■ What you need to do: Each entry below is to be transcribed exactly.

[Saved data entries]
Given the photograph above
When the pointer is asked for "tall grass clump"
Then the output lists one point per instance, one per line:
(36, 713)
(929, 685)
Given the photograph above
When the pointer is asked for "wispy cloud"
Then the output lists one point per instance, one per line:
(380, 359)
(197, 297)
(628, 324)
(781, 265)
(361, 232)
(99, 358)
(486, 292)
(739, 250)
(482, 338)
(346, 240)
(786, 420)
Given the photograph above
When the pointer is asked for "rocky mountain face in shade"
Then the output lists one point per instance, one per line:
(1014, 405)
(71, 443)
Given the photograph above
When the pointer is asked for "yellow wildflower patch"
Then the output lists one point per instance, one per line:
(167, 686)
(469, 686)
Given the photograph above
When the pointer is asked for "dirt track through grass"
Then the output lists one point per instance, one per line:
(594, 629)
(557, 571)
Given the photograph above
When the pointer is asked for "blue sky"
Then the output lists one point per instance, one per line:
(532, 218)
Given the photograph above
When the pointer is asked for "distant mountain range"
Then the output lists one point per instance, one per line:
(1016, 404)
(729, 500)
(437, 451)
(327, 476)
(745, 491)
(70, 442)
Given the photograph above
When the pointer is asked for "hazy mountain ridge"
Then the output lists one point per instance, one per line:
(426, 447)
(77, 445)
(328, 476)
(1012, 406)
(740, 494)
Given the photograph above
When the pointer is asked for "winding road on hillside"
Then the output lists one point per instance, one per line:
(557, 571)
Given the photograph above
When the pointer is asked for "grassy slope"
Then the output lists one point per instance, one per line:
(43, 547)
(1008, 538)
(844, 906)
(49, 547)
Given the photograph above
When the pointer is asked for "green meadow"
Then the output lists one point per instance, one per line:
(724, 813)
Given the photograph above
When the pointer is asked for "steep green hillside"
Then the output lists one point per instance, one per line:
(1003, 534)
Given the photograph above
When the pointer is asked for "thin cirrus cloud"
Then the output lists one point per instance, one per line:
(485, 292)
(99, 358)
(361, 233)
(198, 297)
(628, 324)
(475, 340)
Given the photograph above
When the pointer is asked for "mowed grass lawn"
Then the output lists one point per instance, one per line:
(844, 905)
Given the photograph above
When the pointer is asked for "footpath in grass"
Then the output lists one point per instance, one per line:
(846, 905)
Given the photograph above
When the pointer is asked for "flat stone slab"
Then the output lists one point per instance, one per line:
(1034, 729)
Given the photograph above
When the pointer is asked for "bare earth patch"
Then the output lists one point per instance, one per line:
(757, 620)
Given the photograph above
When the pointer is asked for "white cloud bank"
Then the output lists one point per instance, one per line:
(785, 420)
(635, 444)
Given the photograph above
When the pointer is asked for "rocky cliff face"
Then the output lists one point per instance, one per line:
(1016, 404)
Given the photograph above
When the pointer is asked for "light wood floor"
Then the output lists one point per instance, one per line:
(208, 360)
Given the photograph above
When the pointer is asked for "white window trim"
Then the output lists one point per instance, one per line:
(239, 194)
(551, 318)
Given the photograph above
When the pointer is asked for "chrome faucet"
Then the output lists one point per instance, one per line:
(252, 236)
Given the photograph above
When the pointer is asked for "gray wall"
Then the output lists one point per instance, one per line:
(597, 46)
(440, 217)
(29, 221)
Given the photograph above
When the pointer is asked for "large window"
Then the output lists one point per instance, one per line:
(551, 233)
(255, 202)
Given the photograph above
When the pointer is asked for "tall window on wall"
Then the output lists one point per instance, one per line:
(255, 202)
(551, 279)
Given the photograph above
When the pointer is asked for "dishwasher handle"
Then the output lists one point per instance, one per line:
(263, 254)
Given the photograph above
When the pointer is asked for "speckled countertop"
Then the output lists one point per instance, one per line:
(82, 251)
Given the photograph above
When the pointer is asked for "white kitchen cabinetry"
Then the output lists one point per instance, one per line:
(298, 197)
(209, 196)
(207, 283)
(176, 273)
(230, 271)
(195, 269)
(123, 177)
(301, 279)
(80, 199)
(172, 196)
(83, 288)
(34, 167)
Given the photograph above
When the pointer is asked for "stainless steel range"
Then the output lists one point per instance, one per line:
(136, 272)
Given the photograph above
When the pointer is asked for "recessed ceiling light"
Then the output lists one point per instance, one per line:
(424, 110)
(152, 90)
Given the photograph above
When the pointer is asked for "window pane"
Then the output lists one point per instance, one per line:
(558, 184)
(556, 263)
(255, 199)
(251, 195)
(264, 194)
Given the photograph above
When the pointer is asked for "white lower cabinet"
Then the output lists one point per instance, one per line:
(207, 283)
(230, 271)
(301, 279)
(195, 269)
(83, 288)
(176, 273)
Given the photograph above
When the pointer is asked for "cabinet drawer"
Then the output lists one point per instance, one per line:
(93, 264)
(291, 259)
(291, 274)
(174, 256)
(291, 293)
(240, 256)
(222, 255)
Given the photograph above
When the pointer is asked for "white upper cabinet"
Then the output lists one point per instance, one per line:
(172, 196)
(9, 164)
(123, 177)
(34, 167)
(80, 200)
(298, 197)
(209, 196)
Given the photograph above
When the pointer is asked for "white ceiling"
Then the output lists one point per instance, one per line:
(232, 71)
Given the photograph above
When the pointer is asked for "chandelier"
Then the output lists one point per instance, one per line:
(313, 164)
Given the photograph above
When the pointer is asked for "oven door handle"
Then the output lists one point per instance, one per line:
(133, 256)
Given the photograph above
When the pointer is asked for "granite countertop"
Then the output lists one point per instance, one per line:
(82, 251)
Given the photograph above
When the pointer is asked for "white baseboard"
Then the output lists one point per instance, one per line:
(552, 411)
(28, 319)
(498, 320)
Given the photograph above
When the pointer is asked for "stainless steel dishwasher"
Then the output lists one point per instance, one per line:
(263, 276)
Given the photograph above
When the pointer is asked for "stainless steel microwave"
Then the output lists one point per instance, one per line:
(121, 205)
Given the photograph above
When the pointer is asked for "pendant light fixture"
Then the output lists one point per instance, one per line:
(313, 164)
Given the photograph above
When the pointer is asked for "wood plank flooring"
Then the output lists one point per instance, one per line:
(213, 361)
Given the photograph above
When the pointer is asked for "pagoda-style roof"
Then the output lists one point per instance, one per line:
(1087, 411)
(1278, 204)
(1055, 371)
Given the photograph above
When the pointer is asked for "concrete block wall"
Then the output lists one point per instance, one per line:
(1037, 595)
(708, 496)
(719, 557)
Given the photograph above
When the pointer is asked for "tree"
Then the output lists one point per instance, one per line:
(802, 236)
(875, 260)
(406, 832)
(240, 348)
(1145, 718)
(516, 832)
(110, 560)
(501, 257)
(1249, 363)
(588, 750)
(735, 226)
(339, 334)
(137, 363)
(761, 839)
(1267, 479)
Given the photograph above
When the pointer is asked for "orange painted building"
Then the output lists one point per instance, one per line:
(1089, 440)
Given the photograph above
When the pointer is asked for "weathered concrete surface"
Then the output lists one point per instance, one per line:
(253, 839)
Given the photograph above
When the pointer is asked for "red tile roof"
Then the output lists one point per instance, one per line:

■ Task answer:
Given the photograph above
When the pointer is asked for "tall grass clump"
Then the output lists one point per instance, one per line:
(36, 713)
(929, 685)
Given the photograph above
When the pointer is asked for "wispy cloud"
Then the output lists one point per instance, one per line:
(380, 359)
(197, 297)
(628, 324)
(781, 265)
(361, 232)
(99, 358)
(486, 292)
(739, 250)
(482, 338)
(346, 240)
(786, 420)
Given the photograph above
When the pointer is asked for "rocky mountain face in shade"
Then the output lists one point per instance, one per line:
(1014, 405)
(71, 443)
Given the photograph above
When the pointer is asked for "yellow wildflower patch"
Then the output lists one point per instance, one per line:
(167, 686)
(469, 686)
Given the photograph above
When the pointer is asked for "dirt track through grass"
Then the output lists one point per instance, one per line:
(594, 629)
(557, 571)
Given the photograph above
When the pointer is asked for "blue sky"
Then the output lists one point per instance, one per line:
(532, 218)
Given the photograph above
When the pointer is asked for "distant mountain range"
Then the output lists one point per instance, one per line:
(1016, 404)
(729, 500)
(437, 451)
(327, 476)
(745, 491)
(70, 442)
Given the photograph above
When the pointer is asked for "hazy mountain ridge"
Then the output lists one point per instance, one per line:
(426, 447)
(77, 445)
(328, 476)
(1012, 406)
(740, 494)
Given the photograph above
When the pointer is asked for "winding road on hillside"
Then the output lists one point per instance, one per line:
(557, 571)
Given the photograph above
When the pointer is asked for "grassy slope"
Then the output lists one point per instance, one per line:
(43, 547)
(1008, 538)
(844, 906)
(49, 547)
Given the photograph above
When the pointer is asked for "green meadow"
Then the output lists one point per instance, one per line:
(724, 813)
Given the photograph above
When the pointer is asked for "steep green hillside"
Then the output lists one point per instance, one per line:
(1003, 534)
Given the photograph above
When the pointer is asked for "thin cirrus cloud"
Then the output lists one point per instance, one per line:
(485, 292)
(99, 358)
(361, 233)
(198, 297)
(628, 324)
(475, 340)
Given the photograph above
When the pointer is asked for "mowed grass lawn"
Then the output lists one point per instance, one per line:
(844, 905)
Given the photograph above
When the pointer is asked for "footpath in grass"
Then the output lists one point per instance, one per line:
(846, 905)
Given the photograph above
When the pointer is asked for "flat stone slab"
Then the output lists one point per instance, one per line:
(1034, 729)
Given the photograph above
When the pointer is asked for "bare earth patch"
Then the output lists one point per instance, one per line:
(757, 620)
Given the photograph above
When the pointer is asked for "white cloud bank"
Then the output lists one point per instance, one per line:
(785, 420)
(635, 444)
Given the photograph above
When the pointer is asked for "rocky cliff face"
Then the output lists one point per instance, one per line:
(1016, 404)
Given the photograph above
When the pointer is asked for "light wood floor"
Then the output lists one point per instance, one per line:
(208, 360)
Given the photograph above
When the pointer is asked for "white window trim"
Then the output lists one point per instance, one per line:
(239, 194)
(551, 318)
Given the photograph above
When the pointer is asked for "chrome faucet"
Then the output lists one point per instance, one per line:
(252, 236)
Given the photograph above
When the pointer is asked for "gray wall"
Then the output lists one point per instance, one per line:
(597, 46)
(440, 217)
(29, 221)
Given the photograph above
When the pointer is asked for "large window"
Then the output lists one point per instance, one per line:
(551, 233)
(255, 202)
Given the photograph above
When the pointer is asked for "tall window on wall"
Then the output lists one point per instance, one per line:
(255, 202)
(551, 279)
Given the photograph above
When the pointer is asked for "dishwasher handle"
Then the output lists one point per instance, one per line:
(263, 254)
Given the photograph above
When the pointer is asked for "speckled countertop"
Then the output lists one point per instance, one per line:
(82, 251)
Given the photograph above
When the pointer is asked for "white kitchen cabinetry"
Then the output lists one point per instance, one per line:
(298, 197)
(209, 196)
(207, 283)
(176, 273)
(230, 271)
(195, 269)
(123, 177)
(301, 279)
(80, 199)
(172, 196)
(83, 288)
(34, 167)
Given the photograph above
When the pointer is asked for "stainless steel range"
Then the output lists one point per instance, one per line:
(136, 272)
Given the photograph above
When the pointer is asked for "recessed ceiling light"
Then the output lists one point per instance, one per line:
(424, 110)
(152, 90)
Given the photograph above
When the pointer is asked for "window pane"
Then the output lists one point per instance, one per line:
(558, 184)
(556, 263)
(255, 199)
(251, 195)
(264, 194)
Given the photograph above
When the pointer is asked for "white lower cabinet"
Then the output lists one point per instance, one per line:
(207, 283)
(230, 271)
(301, 279)
(195, 269)
(83, 288)
(176, 273)
Given the photograph above
When the pointer is asked for "cabinet drawer"
Then the output lists one point per instance, one per line:
(93, 264)
(291, 259)
(291, 274)
(174, 256)
(291, 293)
(240, 256)
(222, 255)
Given the photograph above
When the pointer is asked for "white upper cabinet"
Then the output lists one point per instance, one per line:
(172, 196)
(9, 164)
(123, 177)
(34, 167)
(80, 200)
(298, 197)
(209, 196)
Given the photograph above
When the pointer is asked for "white ceiling"
Then the output lists one point per instance, one per line:
(232, 71)
Given the photograph above
When the pointer is asked for "chandelier"
Then the output lists one point per instance, one per line:
(313, 164)
Given the photograph above
When the pointer is asked for "oven door handle"
Then the output lists one point per instance, one per line:
(133, 256)
Given the photograph above
When the pointer is asked for "granite countertop"
Then the output lists one point per instance, one per line:
(82, 251)
Given the photograph above
When the pointer is asked for "white baseboard"
Then the output lists one point per instance, one per line:
(552, 411)
(28, 319)
(498, 320)
Given the photograph above
When the pointer is asked for "stainless steel dishwasher"
Then the output lists one point per instance, one per line:
(263, 276)
Given the photograph above
When the pointer is asked for "stainless steel microwave"
Then the output lists one point per instance, one per line:
(121, 205)
Given the photograph above
When the pointer is asked for "pendant light fixture"
Then the output lists one point per instance, one per line:
(313, 164)
Given the photograph above
When the pointer is asked for "wood plank flooring"
Then the output lists one point per instance, one per line:
(213, 361)
Given the photograph above
When the pointer is asked for "pagoda-style roof"
Then the output lists one point per instance, one per line:
(1087, 411)
(1278, 204)
(1055, 371)
Given the photograph above
When the pointer is asked for "concrete block wall"
Then the output lists one point per instance, one per line:
(1037, 595)
(708, 496)
(719, 557)
Given the photograph above
When the pointer is asked for "tree"
Then the output lists one point per instance, one per line:
(802, 236)
(875, 260)
(406, 832)
(240, 348)
(1145, 718)
(516, 832)
(110, 560)
(501, 257)
(1249, 363)
(588, 750)
(735, 226)
(339, 334)
(137, 363)
(761, 839)
(1267, 479)
Given the photograph above
When the pointer is asked for "orange painted building"
Then the output lists one point per instance, one per line:
(1089, 440)
Given the photograph above
When the pointer is asked for "weathered concrete surface"
Then the output lists one point per instance, one per line:
(253, 839)
Given the photograph above
When the pointer is asked for "red tile roof"
Then the output lists one point per instance, one per line:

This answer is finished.